▶ **Set task**: List every line of the listing below that contains the word "green". Case counts.

## Begin Material shown

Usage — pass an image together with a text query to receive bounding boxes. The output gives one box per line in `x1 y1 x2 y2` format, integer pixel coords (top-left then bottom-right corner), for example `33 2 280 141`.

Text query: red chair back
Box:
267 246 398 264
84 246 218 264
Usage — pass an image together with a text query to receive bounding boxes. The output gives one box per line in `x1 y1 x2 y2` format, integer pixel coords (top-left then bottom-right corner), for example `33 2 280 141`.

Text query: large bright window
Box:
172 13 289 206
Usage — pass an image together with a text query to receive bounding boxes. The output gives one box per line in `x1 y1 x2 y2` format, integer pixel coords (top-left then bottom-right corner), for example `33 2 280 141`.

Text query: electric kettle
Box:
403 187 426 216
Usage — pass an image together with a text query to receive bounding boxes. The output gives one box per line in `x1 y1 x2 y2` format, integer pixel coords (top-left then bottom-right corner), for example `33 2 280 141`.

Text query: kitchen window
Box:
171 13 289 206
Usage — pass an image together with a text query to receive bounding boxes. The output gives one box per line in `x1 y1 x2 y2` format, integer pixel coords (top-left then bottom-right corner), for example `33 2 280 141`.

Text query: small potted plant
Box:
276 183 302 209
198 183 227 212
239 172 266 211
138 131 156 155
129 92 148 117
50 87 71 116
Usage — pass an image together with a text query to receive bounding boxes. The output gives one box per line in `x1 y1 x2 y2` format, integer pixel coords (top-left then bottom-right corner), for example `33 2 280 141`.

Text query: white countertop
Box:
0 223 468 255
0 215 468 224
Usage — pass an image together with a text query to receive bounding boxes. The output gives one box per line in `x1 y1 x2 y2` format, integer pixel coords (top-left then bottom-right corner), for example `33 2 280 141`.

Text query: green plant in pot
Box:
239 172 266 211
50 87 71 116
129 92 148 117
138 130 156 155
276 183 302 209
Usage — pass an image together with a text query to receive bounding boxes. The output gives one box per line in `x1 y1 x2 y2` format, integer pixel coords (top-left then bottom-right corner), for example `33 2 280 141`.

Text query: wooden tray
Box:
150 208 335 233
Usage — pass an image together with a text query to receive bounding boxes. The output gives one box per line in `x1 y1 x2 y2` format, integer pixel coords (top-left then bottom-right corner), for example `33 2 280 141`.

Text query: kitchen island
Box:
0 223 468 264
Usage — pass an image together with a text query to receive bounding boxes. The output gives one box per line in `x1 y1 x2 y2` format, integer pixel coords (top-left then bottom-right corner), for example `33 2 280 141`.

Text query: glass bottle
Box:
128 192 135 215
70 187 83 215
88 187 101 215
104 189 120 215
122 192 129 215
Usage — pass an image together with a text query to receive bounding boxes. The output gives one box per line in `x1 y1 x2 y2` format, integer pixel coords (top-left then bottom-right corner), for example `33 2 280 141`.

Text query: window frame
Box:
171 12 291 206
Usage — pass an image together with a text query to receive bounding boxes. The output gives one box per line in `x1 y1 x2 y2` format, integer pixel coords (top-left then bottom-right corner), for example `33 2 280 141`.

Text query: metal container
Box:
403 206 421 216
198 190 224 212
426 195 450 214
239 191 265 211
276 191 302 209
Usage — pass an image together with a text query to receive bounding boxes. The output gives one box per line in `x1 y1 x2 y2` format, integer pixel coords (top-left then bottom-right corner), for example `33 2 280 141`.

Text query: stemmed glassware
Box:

## End Material shown
## Begin Material shown

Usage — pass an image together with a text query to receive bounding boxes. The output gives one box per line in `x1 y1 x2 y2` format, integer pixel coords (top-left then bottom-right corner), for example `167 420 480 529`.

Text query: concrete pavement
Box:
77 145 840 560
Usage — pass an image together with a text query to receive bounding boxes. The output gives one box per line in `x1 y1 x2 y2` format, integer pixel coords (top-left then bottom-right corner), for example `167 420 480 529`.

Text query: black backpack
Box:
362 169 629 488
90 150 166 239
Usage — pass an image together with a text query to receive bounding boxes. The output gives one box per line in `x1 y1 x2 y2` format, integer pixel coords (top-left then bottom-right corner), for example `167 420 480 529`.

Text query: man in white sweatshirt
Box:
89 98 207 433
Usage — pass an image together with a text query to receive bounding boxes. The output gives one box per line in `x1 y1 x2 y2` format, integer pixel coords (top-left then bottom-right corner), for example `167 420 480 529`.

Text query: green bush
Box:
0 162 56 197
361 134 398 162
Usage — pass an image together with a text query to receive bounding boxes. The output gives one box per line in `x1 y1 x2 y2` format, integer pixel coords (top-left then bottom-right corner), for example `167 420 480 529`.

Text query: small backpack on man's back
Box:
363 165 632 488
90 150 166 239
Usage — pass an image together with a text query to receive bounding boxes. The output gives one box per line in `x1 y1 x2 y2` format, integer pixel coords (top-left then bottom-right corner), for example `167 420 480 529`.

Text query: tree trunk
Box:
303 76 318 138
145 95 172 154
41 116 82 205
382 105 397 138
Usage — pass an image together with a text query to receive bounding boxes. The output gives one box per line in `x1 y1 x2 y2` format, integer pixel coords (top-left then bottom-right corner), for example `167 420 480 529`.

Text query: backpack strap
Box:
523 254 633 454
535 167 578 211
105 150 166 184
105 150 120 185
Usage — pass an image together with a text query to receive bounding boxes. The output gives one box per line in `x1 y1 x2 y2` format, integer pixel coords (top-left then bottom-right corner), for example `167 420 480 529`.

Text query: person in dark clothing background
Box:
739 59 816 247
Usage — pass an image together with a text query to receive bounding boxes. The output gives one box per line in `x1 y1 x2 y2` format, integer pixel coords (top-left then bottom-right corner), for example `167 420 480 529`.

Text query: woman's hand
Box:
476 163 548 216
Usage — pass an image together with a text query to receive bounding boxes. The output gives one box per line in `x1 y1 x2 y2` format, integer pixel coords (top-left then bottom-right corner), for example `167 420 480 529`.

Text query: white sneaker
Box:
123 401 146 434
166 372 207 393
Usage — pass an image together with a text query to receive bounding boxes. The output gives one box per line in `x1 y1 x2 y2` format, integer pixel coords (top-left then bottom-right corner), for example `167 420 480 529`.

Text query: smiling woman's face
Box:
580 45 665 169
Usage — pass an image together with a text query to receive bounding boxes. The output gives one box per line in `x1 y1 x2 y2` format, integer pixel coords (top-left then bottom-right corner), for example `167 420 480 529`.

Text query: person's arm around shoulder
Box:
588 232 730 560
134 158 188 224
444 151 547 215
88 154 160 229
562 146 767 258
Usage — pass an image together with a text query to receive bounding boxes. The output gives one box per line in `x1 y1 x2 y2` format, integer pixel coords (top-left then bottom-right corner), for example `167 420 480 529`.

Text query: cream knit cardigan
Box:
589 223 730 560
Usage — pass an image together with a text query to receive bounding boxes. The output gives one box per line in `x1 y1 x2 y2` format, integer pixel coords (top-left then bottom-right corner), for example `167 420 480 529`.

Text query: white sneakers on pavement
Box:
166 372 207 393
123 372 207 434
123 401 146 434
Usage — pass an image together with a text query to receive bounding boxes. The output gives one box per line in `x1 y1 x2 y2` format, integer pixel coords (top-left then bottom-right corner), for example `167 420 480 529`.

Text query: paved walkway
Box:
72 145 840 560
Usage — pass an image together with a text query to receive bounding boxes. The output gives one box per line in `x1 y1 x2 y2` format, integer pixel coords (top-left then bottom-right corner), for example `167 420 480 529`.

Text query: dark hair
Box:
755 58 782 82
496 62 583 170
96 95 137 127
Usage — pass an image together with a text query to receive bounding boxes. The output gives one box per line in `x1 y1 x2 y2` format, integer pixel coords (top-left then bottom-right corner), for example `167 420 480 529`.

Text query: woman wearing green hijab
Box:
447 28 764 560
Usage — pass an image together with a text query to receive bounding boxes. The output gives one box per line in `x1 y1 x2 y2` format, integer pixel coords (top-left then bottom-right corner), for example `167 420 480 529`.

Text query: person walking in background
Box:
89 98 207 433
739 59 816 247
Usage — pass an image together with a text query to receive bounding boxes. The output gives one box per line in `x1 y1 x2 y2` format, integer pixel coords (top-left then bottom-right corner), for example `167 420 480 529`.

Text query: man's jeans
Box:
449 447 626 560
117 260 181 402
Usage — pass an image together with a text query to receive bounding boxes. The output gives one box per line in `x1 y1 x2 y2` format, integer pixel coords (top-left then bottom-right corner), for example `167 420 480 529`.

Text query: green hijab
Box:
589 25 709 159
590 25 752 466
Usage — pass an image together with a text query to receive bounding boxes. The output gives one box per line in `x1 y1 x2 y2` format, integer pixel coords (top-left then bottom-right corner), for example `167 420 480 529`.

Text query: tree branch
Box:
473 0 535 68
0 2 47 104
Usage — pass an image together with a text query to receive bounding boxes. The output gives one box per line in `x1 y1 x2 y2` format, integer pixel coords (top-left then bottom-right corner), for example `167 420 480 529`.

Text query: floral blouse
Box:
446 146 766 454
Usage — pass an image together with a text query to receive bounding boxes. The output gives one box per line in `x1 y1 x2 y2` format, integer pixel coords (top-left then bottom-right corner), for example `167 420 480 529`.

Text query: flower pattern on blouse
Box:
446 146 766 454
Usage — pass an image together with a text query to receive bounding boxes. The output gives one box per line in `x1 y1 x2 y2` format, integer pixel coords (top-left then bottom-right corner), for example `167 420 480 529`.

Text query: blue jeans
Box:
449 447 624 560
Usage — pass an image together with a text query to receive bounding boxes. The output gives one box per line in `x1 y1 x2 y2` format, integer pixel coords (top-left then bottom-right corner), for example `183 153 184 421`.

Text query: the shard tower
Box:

## End Material shown

▶ **Written answer**:
Text query: green plant in pot
Text query: green bush
Text query: woman wearing green hijab
Text query: green hijab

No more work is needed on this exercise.